* [Study text]
:::::

enter image description here

import logging
import multiprocessing as mp
import pyopencl as cl
import pyopencl.array as cl_array
from mako.template import Template
import numpy as np
import time

logging.basicConfig(level=logging.INFO,
                    format='%(asctime)s %(process)d %(levelname)-8s [%(filename)s:%(lineno)d] %(message)s')

kernelsource = """
float boxplus(float a,float b)
{
float boxp=log((1+exp(a+b))/(exp(a)+exp(b)));
return boxp;
}

void kernel test(global const float* in,
                global const int* permutation_vector,
                global float* out)
{
 int gid = get_global_id(0);
 int p = gid; // permutation index
 float t = 0.0;
 for(int k=1; k<10;k++){
    p = permutation_vector[p];
    t= boxplus(in[p],in[gid]);
 }
 out[gid] = t;
}
"""


class MyProcess(mp.Process):
    def __init__(self, q):
        super().__init__()
        self.q = q

    def run(self) -> None:
        platform = cl.get_platforms()
        my_gpu_devices = [platform[0].get_devices(device_type=cl.device_type.GPU)[0]]
        ctx = cl.Context(devices=my_gpu_devices)
        queue = cl.CommandQueue(ctx)
        tpl = Template(kernelsource)
        rendered_tp = tpl.render()
        prg = cl.Program(ctx, str(rendered_tp)).build()

        size = 100000  # shape of random input array
        dtype = np.float64
        output_buffer = cl_array.empty(queue, size, dtype=dtype)
        input_buffer = cl_array.empty(queue, size, dtype=dtype)

        permutation = np.random.permutation(size)
        permutation_buffer = cl_array.to_device(queue, permutation.astype(np.int))

        def decode(data_in):
            input_buffer.set(data_in)
            for i in range(10):
                prg.test(queue, input_buffer.shape, None,
                         input_buffer.data,
                         permutation_buffer.data,
                         output_buffer.data)
:::::
* [Collected data entries]
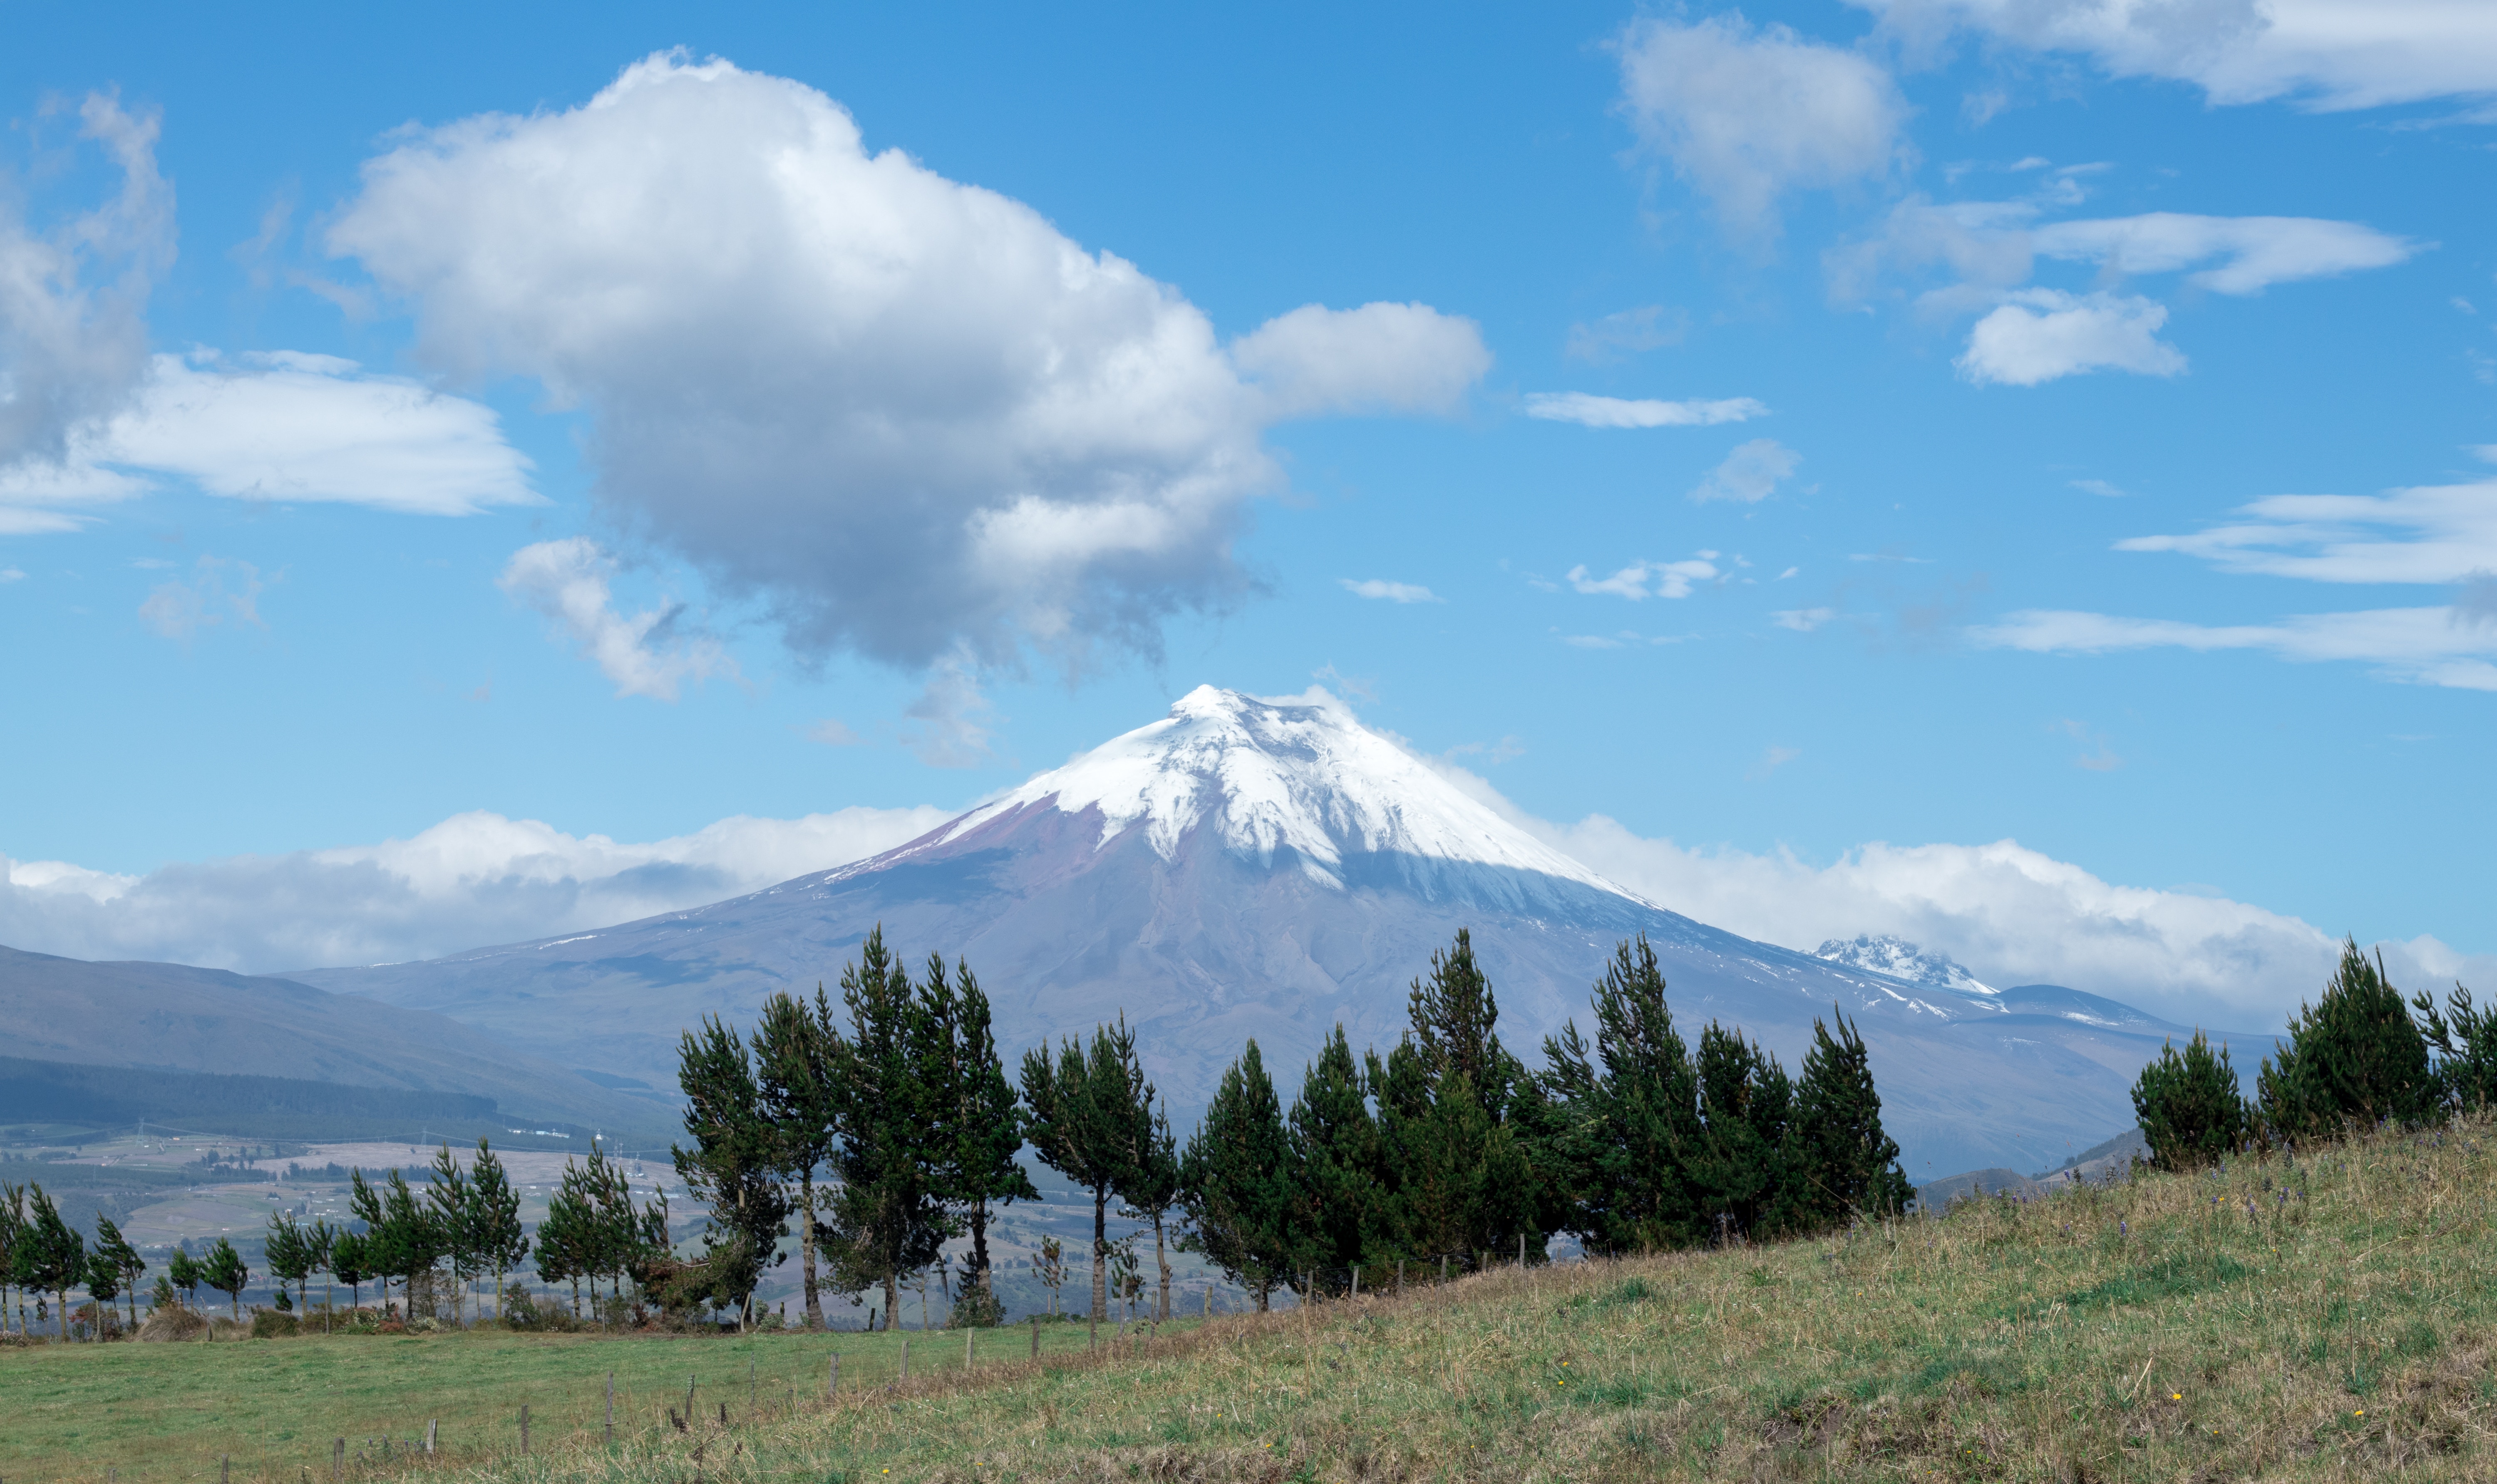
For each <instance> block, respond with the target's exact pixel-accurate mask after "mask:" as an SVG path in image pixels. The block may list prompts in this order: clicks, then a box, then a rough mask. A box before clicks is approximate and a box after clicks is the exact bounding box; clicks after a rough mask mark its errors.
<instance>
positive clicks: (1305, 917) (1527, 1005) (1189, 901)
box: [290, 687, 2267, 1182]
mask: <svg viewBox="0 0 2497 1484" xmlns="http://www.w3.org/2000/svg"><path fill="white" fill-rule="evenodd" d="M876 924H881V927H884V934H886V939H889V942H894V944H896V947H899V949H904V952H906V954H911V957H924V954H926V952H931V949H934V952H944V954H946V957H949V959H954V957H964V959H966V962H969V964H971V967H974V969H976V972H979V977H981V982H984V984H986V989H989V994H991V999H994V1004H996V1019H999V1037H1001V1042H1004V1044H1006V1047H1009V1054H1011V1052H1019V1049H1021V1047H1029V1044H1039V1042H1044V1039H1051V1037H1064V1034H1076V1032H1086V1029H1089V1027H1094V1024H1096V1022H1101V1019H1109V1017H1114V1014H1121V1012H1124V1014H1126V1017H1129V1022H1131V1024H1136V1027H1139V1032H1141V1034H1139V1042H1141V1049H1144V1054H1146V1062H1149V1069H1151V1072H1154V1077H1156V1079H1159V1084H1161V1089H1164V1094H1166V1097H1169V1099H1171V1102H1174V1114H1179V1117H1181V1119H1184V1122H1186V1119H1189V1117H1194V1109H1196V1107H1199V1104H1201V1102H1204V1097H1206V1094H1209V1092H1211V1087H1214V1082H1216V1077H1219V1074H1221V1067H1224V1064H1226V1062H1231V1059H1234V1057H1236V1054H1239V1052H1241V1044H1244V1042H1246V1039H1249V1037H1256V1039H1258V1042H1261V1047H1263V1049H1266V1059H1268V1064H1271V1067H1278V1079H1281V1082H1283V1092H1286V1094H1288V1092H1291V1087H1293V1084H1296V1082H1298V1077H1296V1069H1298V1064H1301V1062H1306V1059H1311V1057H1313V1054H1316V1049H1318V1044H1321V1039H1323V1037H1326V1032H1328V1029H1331V1027H1333V1024H1336V1022H1341V1024H1343V1027H1346V1029H1348V1034H1351V1039H1353V1044H1356V1047H1361V1044H1376V1047H1381V1049H1383V1047H1386V1044H1391V1042H1393V1039H1396V1037H1398V1034H1401V1029H1403V1019H1406V989H1408V982H1411V979H1413V977H1416V974H1421V972H1426V967H1428V959H1431V952H1433V949H1443V947H1446V944H1448V942H1451V939H1453V934H1456V929H1458V927H1468V929H1471V932H1473V942H1476V949H1478V954H1481V959H1483V964H1486V969H1488V972H1491V974H1493V982H1496V989H1498V1004H1501V1027H1498V1029H1501V1034H1503V1039H1506V1042H1508V1044H1511V1047H1513V1049H1516V1052H1518V1054H1523V1057H1526V1059H1528V1062H1531V1064H1536V1062H1538V1059H1541V1057H1538V1047H1541V1037H1543V1034H1551V1032H1556V1029H1558V1027H1561V1022H1563V1019H1568V1017H1578V1022H1581V1027H1586V1022H1588V987H1591V982H1593V979H1596V977H1598V974H1601V972H1603V962H1606V959H1608V957H1611V952H1613V947H1616V944H1618V942H1623V939H1628V937H1636V934H1646V937H1648V939H1651V942H1653V944H1656V949H1658V957H1661V959H1663V964H1665V974H1668V982H1670V1002H1673V1009H1675V1017H1678V1019H1680V1024H1683V1027H1685V1034H1695V1032H1698V1027H1700V1022H1705V1019H1710V1017H1713V1019H1723V1022H1730V1024H1740V1027H1743V1029H1745V1032H1748V1034H1753V1037H1755V1039H1760V1042H1763V1044H1768V1047H1770V1049H1775V1052H1778V1054H1780V1057H1783V1059H1785V1062H1788V1067H1795V1064H1798V1062H1800V1057H1803V1049H1805V1047H1808V1044H1810V1027H1813V1019H1815V1017H1828V1014H1830V1009H1833V1007H1838V1009H1843V1012H1845V1014H1848V1017H1853V1019H1858V1022H1860V1027H1863V1032H1865V1039H1868V1044H1870V1047H1873V1067H1875V1077H1878V1082H1880V1089H1883V1099H1885V1122H1888V1127H1890V1129H1893V1134H1895V1137H1898V1139H1900V1144H1903V1147H1905V1152H1908V1169H1910V1174H1913V1177H1915V1179H1920V1182H1923V1179H1930V1177H1938V1174H1950V1172H1958V1169H1970V1167H2013V1169H2035V1167H2045V1164H2058V1162H2060V1159H2065V1157H2068V1154H2073V1152H2075V1149H2078V1147H2082V1144H2092V1142H2097V1139H2102V1137H2105V1134H2110V1132H2115V1129H2122V1127H2127V1124H2130V1122H2132V1107H2130V1099H2127V1087H2130V1082H2132V1077H2135V1072H2137V1069H2140V1064H2142V1062H2145V1059H2147V1057H2152V1054H2155V1052H2157V1047H2160V1042H2162V1039H2165V1037H2170V1034H2185V1032H2182V1027H2172V1024H2167V1022H2160V1019H2155V1017H2147V1014H2142V1012H2137V1009H2132V1007H2127V1004H2117V1002H2112V999H2100V997H2095V994H2085V992H2078V989H2065V987H2055V984H2025V987H2013V989H2000V992H1998V989H1990V987H1985V984H1980V982H1978V979H1973V977H1970V974H1968V972H1965V969H1960V967H1958V964H1953V962H1948V959H1943V957H1938V954H1923V952H1920V949H1915V944H1903V942H1898V939H1870V937H1863V939H1850V942H1835V939H1833V942H1828V944H1823V952H1820V954H1805V952H1795V949H1788V947H1775V944H1765V942H1753V939H1745V937H1738V934H1733V932H1723V929H1715V927H1708V924H1703V922H1693V919H1690V917H1683V914H1675V912H1670V909H1668V907H1663V904H1656V902H1648V899H1643V897H1638V894H1636V892H1628V889H1623V887H1618V884H1613V882H1608V879H1603V877H1601V874H1596V872H1591V869H1588V867H1583V864H1581V862H1576V859H1571V857H1566V854H1561V852H1556V849H1553V847H1548V844H1543V842H1541V839H1536V837H1533V834H1528V832H1523V829H1518V827H1516V824H1511V822H1508V819H1503V817H1501V814H1498V812H1496V809H1491V807H1488V804H1483V802H1478V799H1476V797H1471V794H1468V792H1463V789H1461V787H1456V784H1453V782H1451V779H1446V777H1443V774H1438V772H1433V769H1431V767H1428V764H1426V762H1423V759H1418V757H1413V754H1411V752H1406V749H1403V747H1398V744H1396V742H1391V740H1388V737H1381V735H1376V732H1371V730H1366V727H1361V722H1358V720H1353V715H1351V712H1348V710H1346V707H1341V705H1338V702H1333V700H1331V697H1326V695H1323V692H1311V695H1308V697H1293V700H1261V697H1249V695H1239V692H1226V690H1214V687H1199V690H1196V692H1189V695H1186V697H1181V700H1179V705H1174V707H1171V712H1169V717H1164V720H1159V722H1151V725H1146V727H1139V730H1136V732H1129V735H1124V737H1116V740H1111V742H1106V744H1101V747H1096V749H1091V752H1086V754H1081V757H1076V759H1074V762H1069V764H1066V767H1059V769H1051V772H1044V774H1039V777H1034V779H1031V782H1026V784H1021V787H1019V789H1011V792H1006V794H1001V797H996V799H989V802H986V804H981V807H976V809H971V812H966V814H961V817H956V819H951V822H946V824H941V827H936V829H931V832H929V834H924V837H919V839H914V842H909V844H901V847H899V849H891V852H886V854H879V857H874V859H864V862H854V864H844V867H839V869H827V872H817V874H807V877H797V879H789V882H782V884H779V887H769V889H764V892H754V894H747V897H734V899H729V902H717V904H712V907H699V909H692V912H669V914H662V917H649V919H642V922H627V924H617V927H607V929H597V932H574V934H564V937H549V939H537V942H519V944H502V947H487V949H474V952H462V954H452V957H442V959H424V962H412V964H382V967H347V969H302V972H295V974H290V979H300V982H305V984H315V987H320V989H335V992H347V994H362V997H370V999H377V1002H385V1004H395V1007H405V1009H415V1012H427V1014H437V1017H447V1019H457V1022H462V1024H467V1027H472V1029H477V1032H482V1034H484V1037H487V1039H489V1042H492V1044H494V1047H502V1049H507V1052H514V1054H519V1052H529V1054H537V1057H542V1059H547V1062H554V1064H562V1067H574V1069H582V1072H584V1074H589V1077H597V1079H599V1082H604V1084H609V1087H649V1089H667V1087H672V1084H674V1064H677V1037H679V1032H682V1029H684V1027H692V1024H697V1022H699V1019H702V1017H704V1014H719V1017H724V1019H729V1022H732V1024H752V1022H754V1014H757V1007H759V1004H762V999H764V997H767V994H772V992H774V989H799V992H812V989H814V984H819V982H824V984H832V982H834V979H839V974H841V964H844V962H846V959H851V957H854V954H856V947H859V942H861V939H864V937H866V932H869V929H871V927H876ZM2235 1039H2237V1044H2240V1049H2242V1054H2240V1059H2242V1062H2252V1054H2250V1052H2255V1049H2257V1047H2267V1037H2235Z"/></svg>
:::::
* [Actions to take]
1) List every module that the PyOpenCL script imports in its import statements at the top.
2) Write the next portion of the PyOpenCL script, picking up after its final line.
The records are separate material and have no connection to the PyOpenCL script.

* [Numbered responses]
1) logging, multiprocessing, pyopencl, pyopencl.array, mako.template, numpy, time

2)
            queue.finish()
            return output_buffer.get()

        counter = 1
        while True:
            data_in = np.random.normal(size=size).astype(dtype)
            data_out = decode(data_in)
            if counter % 100 == 0:
                self.q.put(size * 100)
                counter = 1
            else:
                counter += 1


def run_test_multi_cpu_single_gpu():
    q = mp.Queue()
    n_processes = 4
    for i in range(n_processes):
        MyProcess(q).start()
    t0 = time.time()
    symbols_sum = q.get()
    i = 0
    while True:
        i += 1
        print('{} Mbit/sec'.format(1 / 1e6 * symbols_sum / (time.time() - t0 + 1e-15)))
        symbols = q.get()
        symbols_sum += symbols

if __name__ == '__main__':
    run_test_multi_cpu_single_gpu()

Solution

  • Kernel loop has too few work. It must be almost comparable to kernel launch overhead. Kernel launch overhead is also comparable to a function call overhead in Python.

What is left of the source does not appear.